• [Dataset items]
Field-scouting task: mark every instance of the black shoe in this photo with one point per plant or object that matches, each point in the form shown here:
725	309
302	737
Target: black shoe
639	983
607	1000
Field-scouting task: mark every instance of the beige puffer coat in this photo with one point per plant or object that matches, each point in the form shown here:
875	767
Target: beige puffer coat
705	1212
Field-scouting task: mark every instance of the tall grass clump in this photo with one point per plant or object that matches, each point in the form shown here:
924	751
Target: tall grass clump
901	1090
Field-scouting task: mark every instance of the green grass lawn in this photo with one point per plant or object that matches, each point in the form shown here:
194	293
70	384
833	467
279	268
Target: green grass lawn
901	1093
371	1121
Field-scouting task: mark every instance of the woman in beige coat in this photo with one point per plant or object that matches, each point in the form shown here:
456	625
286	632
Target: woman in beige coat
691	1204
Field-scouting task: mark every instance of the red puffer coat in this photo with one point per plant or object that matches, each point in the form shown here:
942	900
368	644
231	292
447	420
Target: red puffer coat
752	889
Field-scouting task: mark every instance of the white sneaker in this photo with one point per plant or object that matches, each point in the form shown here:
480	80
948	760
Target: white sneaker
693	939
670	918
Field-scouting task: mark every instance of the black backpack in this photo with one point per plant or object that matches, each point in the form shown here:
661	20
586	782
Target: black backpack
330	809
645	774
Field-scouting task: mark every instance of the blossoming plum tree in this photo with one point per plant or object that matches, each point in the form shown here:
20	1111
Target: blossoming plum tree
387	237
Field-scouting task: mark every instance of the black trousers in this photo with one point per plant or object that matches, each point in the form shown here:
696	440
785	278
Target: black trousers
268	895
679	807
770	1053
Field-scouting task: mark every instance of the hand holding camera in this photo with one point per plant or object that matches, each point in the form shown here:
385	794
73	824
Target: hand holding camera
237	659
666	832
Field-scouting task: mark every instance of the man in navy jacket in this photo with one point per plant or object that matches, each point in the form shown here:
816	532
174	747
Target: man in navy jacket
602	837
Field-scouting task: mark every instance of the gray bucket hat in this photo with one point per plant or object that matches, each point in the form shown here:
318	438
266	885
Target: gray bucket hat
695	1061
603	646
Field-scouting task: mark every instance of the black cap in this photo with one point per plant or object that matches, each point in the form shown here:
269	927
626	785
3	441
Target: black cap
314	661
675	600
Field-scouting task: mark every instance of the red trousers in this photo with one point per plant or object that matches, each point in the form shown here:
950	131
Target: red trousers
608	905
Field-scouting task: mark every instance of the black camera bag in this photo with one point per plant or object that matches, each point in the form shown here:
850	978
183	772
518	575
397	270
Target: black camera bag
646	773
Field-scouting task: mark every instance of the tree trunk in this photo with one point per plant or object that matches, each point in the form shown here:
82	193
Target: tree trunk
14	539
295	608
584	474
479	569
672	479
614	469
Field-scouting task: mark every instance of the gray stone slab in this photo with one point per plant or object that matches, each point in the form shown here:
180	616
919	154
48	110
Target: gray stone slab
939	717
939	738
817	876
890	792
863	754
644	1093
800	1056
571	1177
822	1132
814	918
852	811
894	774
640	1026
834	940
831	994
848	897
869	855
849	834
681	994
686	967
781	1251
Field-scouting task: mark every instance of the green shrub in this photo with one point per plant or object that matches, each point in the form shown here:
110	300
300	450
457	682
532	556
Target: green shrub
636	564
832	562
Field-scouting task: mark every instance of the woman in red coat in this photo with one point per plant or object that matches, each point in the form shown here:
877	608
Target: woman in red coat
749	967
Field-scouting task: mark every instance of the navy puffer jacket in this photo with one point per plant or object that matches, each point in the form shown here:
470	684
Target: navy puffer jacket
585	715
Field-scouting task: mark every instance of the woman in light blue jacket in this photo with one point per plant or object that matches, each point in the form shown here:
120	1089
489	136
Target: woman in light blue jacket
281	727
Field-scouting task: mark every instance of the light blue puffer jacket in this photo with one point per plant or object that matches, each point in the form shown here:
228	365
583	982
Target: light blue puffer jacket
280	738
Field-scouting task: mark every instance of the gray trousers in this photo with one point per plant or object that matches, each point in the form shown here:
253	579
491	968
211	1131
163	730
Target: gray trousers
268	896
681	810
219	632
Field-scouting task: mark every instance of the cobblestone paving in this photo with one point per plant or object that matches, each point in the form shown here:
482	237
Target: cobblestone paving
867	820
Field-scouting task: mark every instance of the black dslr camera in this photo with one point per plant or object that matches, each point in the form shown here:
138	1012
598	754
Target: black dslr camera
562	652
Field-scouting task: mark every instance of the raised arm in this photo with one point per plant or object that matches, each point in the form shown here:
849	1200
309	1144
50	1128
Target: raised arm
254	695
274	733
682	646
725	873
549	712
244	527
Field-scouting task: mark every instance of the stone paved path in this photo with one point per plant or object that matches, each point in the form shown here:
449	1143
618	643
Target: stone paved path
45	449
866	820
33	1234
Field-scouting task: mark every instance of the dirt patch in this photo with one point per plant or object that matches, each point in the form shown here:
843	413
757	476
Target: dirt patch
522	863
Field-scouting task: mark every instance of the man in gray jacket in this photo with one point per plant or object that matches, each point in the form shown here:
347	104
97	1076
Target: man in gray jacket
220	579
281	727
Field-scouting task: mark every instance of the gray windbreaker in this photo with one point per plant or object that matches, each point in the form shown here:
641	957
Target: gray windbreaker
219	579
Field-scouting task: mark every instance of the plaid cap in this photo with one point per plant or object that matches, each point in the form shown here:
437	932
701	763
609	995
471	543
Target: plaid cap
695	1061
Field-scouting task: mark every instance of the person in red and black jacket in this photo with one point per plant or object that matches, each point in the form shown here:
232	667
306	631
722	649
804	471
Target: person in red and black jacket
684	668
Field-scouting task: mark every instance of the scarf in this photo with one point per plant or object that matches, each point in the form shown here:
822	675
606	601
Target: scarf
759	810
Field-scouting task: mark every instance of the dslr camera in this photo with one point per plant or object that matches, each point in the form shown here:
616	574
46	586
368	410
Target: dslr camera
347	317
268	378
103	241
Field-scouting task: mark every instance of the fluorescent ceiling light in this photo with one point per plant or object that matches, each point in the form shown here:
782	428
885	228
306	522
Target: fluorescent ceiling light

• [TO BE DONE]
Rewrite every line from the one containing "Field-scouting task: mark every instance of the scarf" through the end of the lines above, with all other text and numbers unchanged. Multiply each coordinate in the answers by 2.2 and round to the nearest whole number, rounding halves up.

• [RESPONSE TO THE TASK]
Field-scouting task: mark every instance of the scarf in this photo with one point per plant or object that matches, each point in the form shown here:
822	675
606	601
Target: scarf
1670	1782
Field-scouting task: mark every instance of the dslr camera in this photo with one point per plant or object that matches, each point in the form shown here:
616	574
46	586
368	410
Target: dslr camera
763	697
590	832
227	530
Field-scouting task: mark every instance of the fluorescent ceiling light in this photo with one point per plant or object that matches, each point in the form shown here:
782	428
885	228
306	522
Target: fluorescent ceiling light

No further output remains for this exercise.